◆ Source text:
▼▼▼
Two comments on this subject.

China has a particularly complicated visa application process

Not really. It's a bit long, but you should see what a US visa application for Global South citizens looks like. In comparison, piece of cake. Could some of the questions be deemed intrusive? Possibly, indeed. It doesn't make the application process "difficult" – in and of itself the application is straightforward. Let's not confuse things here.

The issue with the slots is real, but, if you are really interested in visiting China, which I can only commend and recommend, I would advise you to do it in Hong Kong, which probably has the biggest Visa Centre, and accepts non-residents.

Have a look at the slots there (I recommend you pick as early a slot as possible, 9 am being the best, and arrive 40 mn before that). With a bit of luck you can be done in 40 minutes.

You don't have to apply a month in advance - the day I received my visa, indeed on the 4th business day, I went right away to Shenzhen.
▲▲▲
◆ List of tasks:
#1 Please list every figure written in digits in the visa comments, each with the words that go with it.
#2 Carry the visa comments forward from their final sentence with a few more sentences in the same voice.

◆ Data:
▼▼▼
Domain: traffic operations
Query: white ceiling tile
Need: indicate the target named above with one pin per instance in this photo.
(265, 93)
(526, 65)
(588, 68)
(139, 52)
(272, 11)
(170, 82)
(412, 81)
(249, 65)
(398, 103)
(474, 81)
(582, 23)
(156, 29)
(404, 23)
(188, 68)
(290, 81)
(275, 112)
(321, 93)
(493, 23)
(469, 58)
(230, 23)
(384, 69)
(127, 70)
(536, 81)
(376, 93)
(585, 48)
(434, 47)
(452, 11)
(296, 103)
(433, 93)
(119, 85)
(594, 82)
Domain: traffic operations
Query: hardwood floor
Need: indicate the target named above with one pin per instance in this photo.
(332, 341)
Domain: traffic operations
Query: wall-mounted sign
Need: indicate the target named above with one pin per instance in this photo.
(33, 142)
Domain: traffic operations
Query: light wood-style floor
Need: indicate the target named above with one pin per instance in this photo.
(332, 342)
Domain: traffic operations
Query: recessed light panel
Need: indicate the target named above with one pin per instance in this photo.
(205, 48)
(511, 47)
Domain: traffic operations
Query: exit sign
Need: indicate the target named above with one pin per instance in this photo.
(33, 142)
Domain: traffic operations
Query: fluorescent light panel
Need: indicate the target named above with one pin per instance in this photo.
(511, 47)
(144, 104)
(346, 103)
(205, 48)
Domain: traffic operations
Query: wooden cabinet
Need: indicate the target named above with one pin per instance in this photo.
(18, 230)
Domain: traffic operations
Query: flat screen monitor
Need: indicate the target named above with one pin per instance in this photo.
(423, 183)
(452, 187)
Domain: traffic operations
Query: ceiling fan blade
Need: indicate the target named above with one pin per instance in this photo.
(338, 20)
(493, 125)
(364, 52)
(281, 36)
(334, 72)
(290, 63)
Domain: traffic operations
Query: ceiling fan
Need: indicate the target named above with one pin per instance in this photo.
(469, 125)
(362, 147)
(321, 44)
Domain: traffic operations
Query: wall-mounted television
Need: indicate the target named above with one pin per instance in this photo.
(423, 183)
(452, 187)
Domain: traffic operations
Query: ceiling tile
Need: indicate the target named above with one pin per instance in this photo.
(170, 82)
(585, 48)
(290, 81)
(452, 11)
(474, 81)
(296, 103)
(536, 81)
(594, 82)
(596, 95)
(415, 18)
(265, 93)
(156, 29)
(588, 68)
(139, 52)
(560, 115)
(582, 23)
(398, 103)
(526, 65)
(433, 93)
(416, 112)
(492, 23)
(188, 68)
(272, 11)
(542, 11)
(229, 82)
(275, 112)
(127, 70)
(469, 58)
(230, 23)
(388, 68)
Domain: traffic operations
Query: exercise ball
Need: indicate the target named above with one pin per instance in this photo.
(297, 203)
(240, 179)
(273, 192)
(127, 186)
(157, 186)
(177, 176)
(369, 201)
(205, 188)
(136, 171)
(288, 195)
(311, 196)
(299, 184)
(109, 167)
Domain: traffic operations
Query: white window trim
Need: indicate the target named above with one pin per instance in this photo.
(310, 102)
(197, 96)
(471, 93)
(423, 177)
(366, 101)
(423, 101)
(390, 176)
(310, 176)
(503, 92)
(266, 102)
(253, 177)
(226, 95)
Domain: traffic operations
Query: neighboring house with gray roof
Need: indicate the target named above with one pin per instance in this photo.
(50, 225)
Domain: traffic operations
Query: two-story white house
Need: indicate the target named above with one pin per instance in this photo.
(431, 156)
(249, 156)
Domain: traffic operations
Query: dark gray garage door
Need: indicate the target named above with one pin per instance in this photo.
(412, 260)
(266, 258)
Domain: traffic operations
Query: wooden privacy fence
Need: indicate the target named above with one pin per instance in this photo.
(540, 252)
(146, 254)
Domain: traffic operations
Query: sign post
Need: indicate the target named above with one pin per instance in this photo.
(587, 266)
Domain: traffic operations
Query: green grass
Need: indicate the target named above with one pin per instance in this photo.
▲▲▲
◆ Answers in order:
#1
- 9 am
- 40 mn before that
- 40 minutes
- 4th business day

#2
Screenshot of the appointment slots for September 2023

As you can see here, there are plenty of slots available in September, and even at 9 am. Go for it!

As for leaving your passport with Chinese authorities for 4 days, you shouldn't worry. They are very well organized, at least in HK, and they handle 100s of them every day.

I would recommend to take a photo of your passport ID page, and the Immigration receipt you get when entering HK, plus the visa application receipt - which will prove your passport is with the Chinese authorities, in case Police asks for your ID: it is compulsory to carry ID in HK at all times, although I've never been asked in 16 years.


The Chinese government has announced a simplification of the application form. This should make things even easier.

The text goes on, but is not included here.